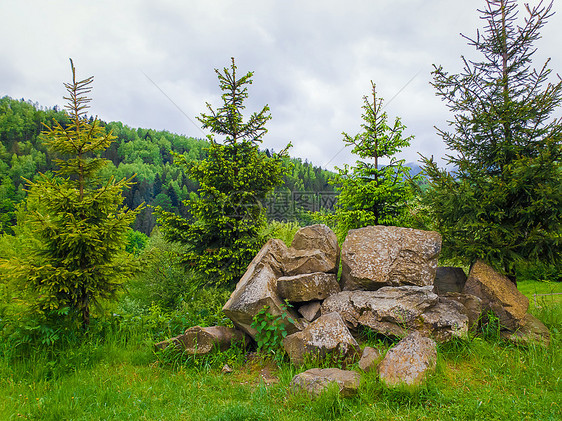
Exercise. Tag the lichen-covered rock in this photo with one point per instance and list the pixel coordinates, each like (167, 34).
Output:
(307, 287)
(449, 279)
(394, 311)
(326, 335)
(498, 295)
(390, 311)
(369, 359)
(298, 262)
(378, 256)
(532, 331)
(472, 306)
(204, 340)
(316, 380)
(258, 288)
(318, 237)
(409, 361)
(445, 320)
(310, 311)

* * *

Leave out the pictures and output the rest of the material exactly as written.

§ Task output
Exercise. Tag the lichen-covered rock in this photo with one point per instance and list the pixel coordinates, each like (167, 34).
Output:
(307, 287)
(449, 279)
(394, 311)
(326, 335)
(498, 295)
(390, 311)
(369, 359)
(298, 262)
(378, 256)
(532, 331)
(472, 306)
(204, 340)
(316, 380)
(258, 288)
(318, 237)
(409, 361)
(445, 320)
(310, 311)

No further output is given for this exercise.